* Written request *
Write out each line exactly as it stands, please.

=-=-=

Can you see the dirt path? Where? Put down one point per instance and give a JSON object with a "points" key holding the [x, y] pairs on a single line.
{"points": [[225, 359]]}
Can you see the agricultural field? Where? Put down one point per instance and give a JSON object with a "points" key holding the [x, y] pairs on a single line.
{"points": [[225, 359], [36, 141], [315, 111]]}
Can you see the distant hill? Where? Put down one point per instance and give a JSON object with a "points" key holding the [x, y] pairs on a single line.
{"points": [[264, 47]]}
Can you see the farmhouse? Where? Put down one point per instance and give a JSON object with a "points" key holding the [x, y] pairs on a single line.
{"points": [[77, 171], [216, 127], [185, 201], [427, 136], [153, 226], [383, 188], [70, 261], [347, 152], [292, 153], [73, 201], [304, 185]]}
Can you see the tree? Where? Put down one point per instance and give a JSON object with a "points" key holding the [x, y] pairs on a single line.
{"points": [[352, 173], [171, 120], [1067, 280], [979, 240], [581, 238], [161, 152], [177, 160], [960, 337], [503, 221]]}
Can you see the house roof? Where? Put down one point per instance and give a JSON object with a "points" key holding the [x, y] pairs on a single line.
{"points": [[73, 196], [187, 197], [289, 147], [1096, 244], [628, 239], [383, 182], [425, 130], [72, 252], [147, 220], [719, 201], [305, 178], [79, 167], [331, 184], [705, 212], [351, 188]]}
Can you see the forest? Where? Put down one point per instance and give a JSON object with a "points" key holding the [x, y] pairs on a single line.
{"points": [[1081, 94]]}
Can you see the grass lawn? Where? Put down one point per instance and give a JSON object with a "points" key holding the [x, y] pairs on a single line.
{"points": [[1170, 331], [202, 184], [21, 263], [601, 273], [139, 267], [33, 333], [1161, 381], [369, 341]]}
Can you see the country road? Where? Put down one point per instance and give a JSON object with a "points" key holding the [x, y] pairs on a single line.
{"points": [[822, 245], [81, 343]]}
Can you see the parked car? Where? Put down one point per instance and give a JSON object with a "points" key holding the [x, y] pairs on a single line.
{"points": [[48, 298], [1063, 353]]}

=-=-=

* Result for this exercise *
Can you see the dirt path? Where? Put down one point per instance and give a JSON object with a "points" key holding the [x, y] pairs on a single line.
{"points": [[225, 359]]}
Can you see the agricultural field? Where? Put down one point per instance and give a JSON object with a "points" key holding the [x, y] pairs on a single line.
{"points": [[225, 359], [36, 141], [315, 111]]}
Can you see the distant hill? Where? Put down one point per instance and give a JSON object with a "points" key holding the [x, y] pairs on a single line.
{"points": [[264, 47]]}
Can you see the farmhouse? Where? Put down one point per instance and give a JSON object with a "points" key holding the [x, y] pairs on a single line.
{"points": [[77, 171], [216, 127], [185, 201], [427, 136], [153, 226], [383, 188], [70, 261], [347, 152], [292, 153], [73, 201], [304, 185]]}
Can you see the tree? Where? Put down one point per instance and give a JSON object with a "points" key holding the [x, y] pairs on a single line.
{"points": [[352, 173], [171, 120], [1067, 280], [979, 240], [581, 238], [161, 152], [177, 160], [960, 337], [503, 221]]}
Can you see the house roof? Where? Put down one point per instance and give a JSON object with a "points" key holding the [x, y] pairs on a single line.
{"points": [[73, 196], [187, 197], [289, 147], [1096, 244], [628, 239], [383, 182], [425, 130], [72, 252], [147, 220], [719, 201], [305, 178], [79, 167], [331, 184], [705, 212], [351, 188]]}
Can you see the forest? Where? Put down one point per instance and give a JSON object with a "points" key holding the [x, y] pairs on a single line.
{"points": [[1081, 94]]}
Can you see the grass lawn? Where? Put down one point per instance and give a JSON object with a "points" key holding the [x, y] pairs on a single line.
{"points": [[1170, 331], [202, 184], [21, 263], [601, 273], [139, 267], [33, 333], [1161, 381], [369, 341]]}
Can you see the country road? Where? Put down one point per instance and give a JSON object with a "points" key holding the [x, y] pairs on a single line.
{"points": [[822, 245], [81, 343]]}
Can you see the parked car? Where? Put down one point per instance and give a JSON object with a "points" key holding the [x, y] pairs on a single line.
{"points": [[48, 298], [1063, 353]]}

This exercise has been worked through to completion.